» EXERCISE
Give every line of the material below as a numbered list, skipping blank lines. Leave the pictures out of your answer.

* * *

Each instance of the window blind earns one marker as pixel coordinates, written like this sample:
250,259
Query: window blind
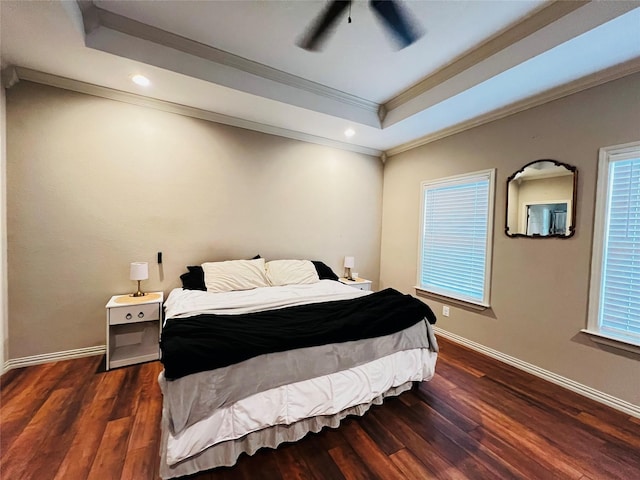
454,245
620,291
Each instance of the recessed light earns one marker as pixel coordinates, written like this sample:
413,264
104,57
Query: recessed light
140,80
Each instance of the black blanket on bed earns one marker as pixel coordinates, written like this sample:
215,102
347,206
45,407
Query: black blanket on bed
208,341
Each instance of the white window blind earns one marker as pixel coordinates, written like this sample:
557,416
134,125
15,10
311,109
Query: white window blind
615,284
456,233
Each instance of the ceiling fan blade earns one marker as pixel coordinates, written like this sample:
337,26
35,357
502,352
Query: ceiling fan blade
316,34
397,20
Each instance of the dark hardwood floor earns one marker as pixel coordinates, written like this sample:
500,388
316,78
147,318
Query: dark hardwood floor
477,419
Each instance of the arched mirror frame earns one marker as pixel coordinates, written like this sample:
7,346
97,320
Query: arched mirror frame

* * *

» SOLUTION TO THIS EXERCISE
1. Each instance of the window blind earns one marker as pixel coordinates, written like this sample:
2. 250,259
3. Query: window blind
4. 454,245
5. 620,291
6. Each instance of the recessed light earns one marker as pixel coordinates, written like this sample:
7. 413,264
8. 104,57
9. Query: recessed light
10. 140,80
11. Each instance of the black blanket on bed earns one marker as pixel coordinates, written like this sample:
12. 215,102
13. 347,206
14. 45,407
15. Query: black blanket on bed
16. 208,341
17. Each instance of the white window blind earns one marker as pixel coordinates, written like this sample:
18. 557,416
19. 134,125
20. 15,10
21. 311,109
22. Query: white window blind
23. 615,284
24. 456,233
25. Each instance of the ceiling fan blade earns one marker as pixel coordinates, written like this sample:
26. 337,26
27. 35,357
28. 502,352
29. Query: ceiling fan blade
30. 316,34
31. 397,20
32. Each instance of the dark hardwood floor earns one marker as pixel coordinates, written like this sample:
33. 500,388
34. 316,78
35. 147,318
36. Query: dark hardwood floor
37. 477,419
38. Each instance of the arched mirror frame earns one marker as pixel coordinates, written like this sample:
39. 7,346
40. 97,320
41. Query: arched mirror frame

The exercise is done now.